# Dataset:
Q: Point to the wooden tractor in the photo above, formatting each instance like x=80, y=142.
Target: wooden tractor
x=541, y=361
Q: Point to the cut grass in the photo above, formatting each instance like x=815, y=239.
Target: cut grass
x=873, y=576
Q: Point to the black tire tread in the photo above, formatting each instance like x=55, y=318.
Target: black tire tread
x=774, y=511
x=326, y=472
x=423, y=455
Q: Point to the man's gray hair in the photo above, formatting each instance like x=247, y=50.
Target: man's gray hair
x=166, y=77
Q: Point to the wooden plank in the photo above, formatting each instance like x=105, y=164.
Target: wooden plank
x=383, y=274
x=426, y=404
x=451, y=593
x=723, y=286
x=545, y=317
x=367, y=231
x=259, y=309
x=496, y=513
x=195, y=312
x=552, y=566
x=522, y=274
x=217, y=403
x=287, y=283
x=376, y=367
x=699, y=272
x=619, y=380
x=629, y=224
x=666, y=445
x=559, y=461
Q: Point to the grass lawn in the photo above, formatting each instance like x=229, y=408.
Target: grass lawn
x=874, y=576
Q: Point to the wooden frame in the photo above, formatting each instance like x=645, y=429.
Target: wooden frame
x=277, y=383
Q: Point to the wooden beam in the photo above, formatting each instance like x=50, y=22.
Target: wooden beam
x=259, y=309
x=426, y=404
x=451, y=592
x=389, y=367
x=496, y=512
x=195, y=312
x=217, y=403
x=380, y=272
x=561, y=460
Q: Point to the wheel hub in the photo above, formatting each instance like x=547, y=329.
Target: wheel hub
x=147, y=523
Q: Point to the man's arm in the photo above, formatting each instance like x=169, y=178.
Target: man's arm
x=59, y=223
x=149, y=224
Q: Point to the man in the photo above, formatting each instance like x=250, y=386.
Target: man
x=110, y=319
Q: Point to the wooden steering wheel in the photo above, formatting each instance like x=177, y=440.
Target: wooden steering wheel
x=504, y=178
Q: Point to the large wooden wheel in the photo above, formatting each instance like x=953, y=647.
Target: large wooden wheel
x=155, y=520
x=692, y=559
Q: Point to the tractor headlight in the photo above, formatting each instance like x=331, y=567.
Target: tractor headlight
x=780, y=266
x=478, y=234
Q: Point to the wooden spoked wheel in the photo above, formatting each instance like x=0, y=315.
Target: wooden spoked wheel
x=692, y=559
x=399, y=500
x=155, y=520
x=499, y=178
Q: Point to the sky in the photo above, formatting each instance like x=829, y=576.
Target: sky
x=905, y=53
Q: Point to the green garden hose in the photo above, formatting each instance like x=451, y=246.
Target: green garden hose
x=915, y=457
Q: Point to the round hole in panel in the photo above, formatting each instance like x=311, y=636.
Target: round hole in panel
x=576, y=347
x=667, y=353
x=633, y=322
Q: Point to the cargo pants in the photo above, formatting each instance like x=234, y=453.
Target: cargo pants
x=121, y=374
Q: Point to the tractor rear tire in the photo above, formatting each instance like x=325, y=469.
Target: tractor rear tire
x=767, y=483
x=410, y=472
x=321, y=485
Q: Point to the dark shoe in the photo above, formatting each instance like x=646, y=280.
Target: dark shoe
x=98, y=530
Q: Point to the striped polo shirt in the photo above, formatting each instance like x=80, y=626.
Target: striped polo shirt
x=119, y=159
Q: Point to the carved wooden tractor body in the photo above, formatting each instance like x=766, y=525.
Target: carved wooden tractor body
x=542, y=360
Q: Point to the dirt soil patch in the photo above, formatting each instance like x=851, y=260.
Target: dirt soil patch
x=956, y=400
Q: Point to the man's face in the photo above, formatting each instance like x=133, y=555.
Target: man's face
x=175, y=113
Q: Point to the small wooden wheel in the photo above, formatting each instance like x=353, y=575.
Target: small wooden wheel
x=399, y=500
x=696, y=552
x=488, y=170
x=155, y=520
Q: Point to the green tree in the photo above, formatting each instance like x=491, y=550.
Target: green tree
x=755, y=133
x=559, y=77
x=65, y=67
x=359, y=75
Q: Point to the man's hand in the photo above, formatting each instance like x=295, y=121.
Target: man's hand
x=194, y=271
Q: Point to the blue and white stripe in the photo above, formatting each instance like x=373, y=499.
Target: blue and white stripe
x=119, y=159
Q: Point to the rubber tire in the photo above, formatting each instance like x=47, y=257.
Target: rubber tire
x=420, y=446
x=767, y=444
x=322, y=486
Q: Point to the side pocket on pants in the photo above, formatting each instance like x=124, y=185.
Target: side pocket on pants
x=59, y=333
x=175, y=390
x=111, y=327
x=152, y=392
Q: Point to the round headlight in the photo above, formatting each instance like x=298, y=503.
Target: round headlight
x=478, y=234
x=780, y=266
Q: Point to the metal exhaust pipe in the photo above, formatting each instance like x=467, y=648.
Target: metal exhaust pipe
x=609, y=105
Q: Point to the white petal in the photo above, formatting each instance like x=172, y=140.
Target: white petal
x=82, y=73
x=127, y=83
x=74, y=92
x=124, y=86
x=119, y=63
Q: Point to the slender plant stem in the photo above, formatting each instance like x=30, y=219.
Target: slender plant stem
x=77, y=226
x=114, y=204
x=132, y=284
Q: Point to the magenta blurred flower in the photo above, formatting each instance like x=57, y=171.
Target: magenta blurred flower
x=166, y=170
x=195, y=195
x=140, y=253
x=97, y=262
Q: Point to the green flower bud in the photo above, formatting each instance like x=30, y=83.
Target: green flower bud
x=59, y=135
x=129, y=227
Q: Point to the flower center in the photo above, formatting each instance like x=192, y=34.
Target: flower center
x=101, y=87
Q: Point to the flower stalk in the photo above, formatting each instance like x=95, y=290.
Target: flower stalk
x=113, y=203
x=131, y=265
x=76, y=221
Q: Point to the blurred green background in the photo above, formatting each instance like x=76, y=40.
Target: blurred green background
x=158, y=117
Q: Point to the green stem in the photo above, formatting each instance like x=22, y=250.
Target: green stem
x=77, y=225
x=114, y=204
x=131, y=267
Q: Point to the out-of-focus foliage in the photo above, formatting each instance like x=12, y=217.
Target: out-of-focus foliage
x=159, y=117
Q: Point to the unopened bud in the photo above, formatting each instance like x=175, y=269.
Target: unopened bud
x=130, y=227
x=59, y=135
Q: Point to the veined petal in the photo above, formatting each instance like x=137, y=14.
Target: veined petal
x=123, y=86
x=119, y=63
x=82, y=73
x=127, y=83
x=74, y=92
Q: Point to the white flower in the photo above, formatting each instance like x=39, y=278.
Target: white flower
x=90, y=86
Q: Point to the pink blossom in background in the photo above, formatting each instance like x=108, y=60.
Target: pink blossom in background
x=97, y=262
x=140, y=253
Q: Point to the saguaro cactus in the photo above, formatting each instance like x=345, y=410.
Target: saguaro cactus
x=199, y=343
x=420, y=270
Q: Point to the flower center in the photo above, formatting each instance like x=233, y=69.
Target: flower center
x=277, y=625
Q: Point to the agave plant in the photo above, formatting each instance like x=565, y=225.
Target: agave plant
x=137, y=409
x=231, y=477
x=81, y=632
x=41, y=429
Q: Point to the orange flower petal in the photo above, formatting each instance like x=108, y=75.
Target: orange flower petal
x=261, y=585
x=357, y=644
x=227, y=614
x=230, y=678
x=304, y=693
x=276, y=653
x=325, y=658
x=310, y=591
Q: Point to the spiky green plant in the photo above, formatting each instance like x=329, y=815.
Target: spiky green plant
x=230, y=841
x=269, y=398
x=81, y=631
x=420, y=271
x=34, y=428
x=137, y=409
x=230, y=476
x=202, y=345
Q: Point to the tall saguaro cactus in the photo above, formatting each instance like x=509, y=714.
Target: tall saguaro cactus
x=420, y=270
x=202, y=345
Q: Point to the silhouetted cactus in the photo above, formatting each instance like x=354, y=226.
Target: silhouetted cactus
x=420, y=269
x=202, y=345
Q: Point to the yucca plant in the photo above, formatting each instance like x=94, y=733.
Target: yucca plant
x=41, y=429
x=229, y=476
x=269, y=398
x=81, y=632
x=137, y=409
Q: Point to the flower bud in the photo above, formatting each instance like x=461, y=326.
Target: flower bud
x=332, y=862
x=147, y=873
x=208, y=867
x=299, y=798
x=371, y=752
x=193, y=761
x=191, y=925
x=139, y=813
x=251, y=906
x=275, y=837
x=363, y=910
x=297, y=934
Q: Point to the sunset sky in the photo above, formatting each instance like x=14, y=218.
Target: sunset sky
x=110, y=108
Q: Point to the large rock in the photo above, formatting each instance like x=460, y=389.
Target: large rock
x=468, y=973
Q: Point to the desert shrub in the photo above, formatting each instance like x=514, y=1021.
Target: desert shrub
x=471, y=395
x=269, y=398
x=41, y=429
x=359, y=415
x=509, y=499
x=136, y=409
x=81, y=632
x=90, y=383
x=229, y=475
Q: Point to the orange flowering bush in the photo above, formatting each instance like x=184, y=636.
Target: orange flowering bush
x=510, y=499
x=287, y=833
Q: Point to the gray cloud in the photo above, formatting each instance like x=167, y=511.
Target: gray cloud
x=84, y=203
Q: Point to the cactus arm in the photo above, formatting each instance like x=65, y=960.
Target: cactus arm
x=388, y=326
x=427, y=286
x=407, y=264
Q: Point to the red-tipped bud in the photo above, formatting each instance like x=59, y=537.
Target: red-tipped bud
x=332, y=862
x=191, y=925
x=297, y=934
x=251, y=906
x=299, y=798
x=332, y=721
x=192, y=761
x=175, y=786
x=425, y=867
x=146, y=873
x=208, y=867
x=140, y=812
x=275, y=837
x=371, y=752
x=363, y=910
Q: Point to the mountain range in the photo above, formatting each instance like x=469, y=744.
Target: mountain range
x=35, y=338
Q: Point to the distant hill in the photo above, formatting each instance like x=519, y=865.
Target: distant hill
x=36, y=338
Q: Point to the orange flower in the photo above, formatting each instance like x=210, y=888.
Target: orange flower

# Aim:
Can you copy out, unchanged, the lines of the data above, starting at its first line and stopping after the line that contains "x=873, y=576"?

# Answer to this exercise:
Q: Point to the wooden tractor in the photo above, formatting each instance like x=80, y=142.
Target: wooden tractor
x=541, y=361
Q: Point to the cut grass in the photo above, formatting each instance like x=815, y=239.
Target: cut grass
x=873, y=576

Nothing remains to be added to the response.